Goal of the exercise
Report how many of the lines below contain the word "wall". Give only the number.
********************
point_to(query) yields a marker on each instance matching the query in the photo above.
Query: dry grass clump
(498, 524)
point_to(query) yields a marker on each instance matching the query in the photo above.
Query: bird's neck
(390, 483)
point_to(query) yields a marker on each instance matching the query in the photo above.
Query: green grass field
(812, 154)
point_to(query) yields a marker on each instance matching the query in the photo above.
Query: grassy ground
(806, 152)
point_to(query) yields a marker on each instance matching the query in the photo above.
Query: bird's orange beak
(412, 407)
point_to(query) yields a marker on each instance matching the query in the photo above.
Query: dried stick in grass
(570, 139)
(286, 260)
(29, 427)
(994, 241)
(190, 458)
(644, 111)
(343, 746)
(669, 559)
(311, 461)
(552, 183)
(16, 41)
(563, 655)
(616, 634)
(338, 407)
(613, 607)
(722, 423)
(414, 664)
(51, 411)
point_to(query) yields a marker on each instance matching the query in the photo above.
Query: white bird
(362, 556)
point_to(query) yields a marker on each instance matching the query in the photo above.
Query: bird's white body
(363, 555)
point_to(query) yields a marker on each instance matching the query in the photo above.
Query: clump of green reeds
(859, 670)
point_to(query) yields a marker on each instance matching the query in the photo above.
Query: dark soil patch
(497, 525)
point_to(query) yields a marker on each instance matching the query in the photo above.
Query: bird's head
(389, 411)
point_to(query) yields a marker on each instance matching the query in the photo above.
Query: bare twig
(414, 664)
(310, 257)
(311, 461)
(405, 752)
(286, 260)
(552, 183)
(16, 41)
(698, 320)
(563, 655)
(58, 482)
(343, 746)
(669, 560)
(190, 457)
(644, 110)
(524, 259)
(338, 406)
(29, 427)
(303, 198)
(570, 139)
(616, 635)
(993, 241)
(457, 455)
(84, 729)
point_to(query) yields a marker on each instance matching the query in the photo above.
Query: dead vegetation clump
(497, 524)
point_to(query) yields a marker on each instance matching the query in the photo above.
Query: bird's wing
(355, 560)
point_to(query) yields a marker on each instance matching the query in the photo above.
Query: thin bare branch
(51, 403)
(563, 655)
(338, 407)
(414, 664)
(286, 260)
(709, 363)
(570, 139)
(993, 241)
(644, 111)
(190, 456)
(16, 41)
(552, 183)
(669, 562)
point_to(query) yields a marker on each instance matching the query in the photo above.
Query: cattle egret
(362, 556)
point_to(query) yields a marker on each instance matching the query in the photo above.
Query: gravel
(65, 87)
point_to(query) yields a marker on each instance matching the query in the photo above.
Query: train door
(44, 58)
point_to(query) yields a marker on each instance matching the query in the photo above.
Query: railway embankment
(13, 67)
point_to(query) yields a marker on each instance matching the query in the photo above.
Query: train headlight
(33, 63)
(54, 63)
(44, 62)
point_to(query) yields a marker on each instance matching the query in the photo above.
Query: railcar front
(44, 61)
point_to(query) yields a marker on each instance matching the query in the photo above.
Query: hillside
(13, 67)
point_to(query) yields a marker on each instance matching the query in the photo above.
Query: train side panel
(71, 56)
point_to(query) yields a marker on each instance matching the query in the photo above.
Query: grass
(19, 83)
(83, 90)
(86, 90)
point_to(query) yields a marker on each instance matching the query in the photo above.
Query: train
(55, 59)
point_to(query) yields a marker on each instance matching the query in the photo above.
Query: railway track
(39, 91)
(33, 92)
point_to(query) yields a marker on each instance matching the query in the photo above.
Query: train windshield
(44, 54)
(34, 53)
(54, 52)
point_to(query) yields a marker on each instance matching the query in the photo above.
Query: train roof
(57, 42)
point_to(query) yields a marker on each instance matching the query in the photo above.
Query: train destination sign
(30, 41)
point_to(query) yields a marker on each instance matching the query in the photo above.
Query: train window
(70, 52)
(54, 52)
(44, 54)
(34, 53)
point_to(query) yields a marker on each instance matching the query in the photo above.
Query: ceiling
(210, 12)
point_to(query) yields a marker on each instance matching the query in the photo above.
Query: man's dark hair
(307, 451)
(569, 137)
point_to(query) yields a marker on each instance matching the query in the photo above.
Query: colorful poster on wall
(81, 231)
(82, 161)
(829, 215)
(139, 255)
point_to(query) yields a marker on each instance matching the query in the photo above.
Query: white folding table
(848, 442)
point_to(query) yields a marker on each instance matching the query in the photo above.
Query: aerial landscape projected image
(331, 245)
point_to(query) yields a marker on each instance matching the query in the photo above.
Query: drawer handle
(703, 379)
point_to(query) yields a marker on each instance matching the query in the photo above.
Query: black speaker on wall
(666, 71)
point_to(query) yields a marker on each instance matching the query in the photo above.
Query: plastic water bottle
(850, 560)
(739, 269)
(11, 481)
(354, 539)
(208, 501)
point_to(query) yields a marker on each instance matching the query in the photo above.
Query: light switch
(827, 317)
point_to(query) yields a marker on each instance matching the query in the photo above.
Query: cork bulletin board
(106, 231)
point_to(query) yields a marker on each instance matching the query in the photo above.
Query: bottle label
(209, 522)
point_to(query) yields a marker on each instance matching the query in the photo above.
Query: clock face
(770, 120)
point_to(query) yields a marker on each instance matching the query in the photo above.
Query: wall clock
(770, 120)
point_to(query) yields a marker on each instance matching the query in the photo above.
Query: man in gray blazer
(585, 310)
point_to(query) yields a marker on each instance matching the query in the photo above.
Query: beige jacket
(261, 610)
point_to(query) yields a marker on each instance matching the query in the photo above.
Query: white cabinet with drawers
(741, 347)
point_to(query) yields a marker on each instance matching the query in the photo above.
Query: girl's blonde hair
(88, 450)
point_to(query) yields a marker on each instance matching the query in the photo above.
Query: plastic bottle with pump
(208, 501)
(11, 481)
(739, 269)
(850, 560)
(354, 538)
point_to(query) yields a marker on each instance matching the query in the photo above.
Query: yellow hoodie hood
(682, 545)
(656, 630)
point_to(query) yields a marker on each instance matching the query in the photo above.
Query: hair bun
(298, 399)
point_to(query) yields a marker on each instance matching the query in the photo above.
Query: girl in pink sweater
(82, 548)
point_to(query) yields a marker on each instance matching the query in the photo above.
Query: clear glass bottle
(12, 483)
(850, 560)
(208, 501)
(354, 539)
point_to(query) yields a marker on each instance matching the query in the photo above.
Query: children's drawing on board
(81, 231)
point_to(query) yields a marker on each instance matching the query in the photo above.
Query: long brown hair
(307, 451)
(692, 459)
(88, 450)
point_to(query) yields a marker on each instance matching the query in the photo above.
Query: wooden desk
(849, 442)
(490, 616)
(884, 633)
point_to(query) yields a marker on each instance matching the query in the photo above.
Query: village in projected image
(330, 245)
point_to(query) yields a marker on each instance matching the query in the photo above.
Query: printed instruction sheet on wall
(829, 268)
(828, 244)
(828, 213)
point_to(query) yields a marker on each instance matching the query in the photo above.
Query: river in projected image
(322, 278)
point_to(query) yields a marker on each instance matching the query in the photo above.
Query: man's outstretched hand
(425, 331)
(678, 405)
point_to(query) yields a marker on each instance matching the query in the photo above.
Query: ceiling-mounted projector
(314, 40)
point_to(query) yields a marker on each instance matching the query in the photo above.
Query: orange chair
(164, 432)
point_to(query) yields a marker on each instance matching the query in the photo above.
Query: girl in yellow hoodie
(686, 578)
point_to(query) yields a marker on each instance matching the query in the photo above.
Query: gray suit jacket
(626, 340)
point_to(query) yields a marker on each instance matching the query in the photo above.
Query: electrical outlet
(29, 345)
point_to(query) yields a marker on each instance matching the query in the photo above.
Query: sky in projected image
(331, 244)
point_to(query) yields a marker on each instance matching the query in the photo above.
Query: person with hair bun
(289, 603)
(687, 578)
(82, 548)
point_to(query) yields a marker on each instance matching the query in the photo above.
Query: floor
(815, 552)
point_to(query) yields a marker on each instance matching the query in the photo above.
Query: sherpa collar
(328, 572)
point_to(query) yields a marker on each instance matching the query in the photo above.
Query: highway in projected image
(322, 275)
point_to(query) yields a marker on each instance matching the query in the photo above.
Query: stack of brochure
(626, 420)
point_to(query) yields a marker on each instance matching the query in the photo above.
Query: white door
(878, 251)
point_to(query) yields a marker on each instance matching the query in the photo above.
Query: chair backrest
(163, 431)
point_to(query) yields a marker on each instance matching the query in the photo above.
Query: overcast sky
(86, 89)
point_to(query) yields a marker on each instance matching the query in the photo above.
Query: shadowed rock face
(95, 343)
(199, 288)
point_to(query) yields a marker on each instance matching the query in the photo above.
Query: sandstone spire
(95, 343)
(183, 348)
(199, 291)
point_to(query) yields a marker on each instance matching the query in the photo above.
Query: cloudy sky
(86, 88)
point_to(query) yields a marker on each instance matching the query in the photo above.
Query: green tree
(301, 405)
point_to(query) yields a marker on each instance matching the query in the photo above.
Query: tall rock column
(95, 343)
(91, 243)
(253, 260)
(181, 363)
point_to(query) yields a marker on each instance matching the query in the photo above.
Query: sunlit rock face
********************
Answer to the task
4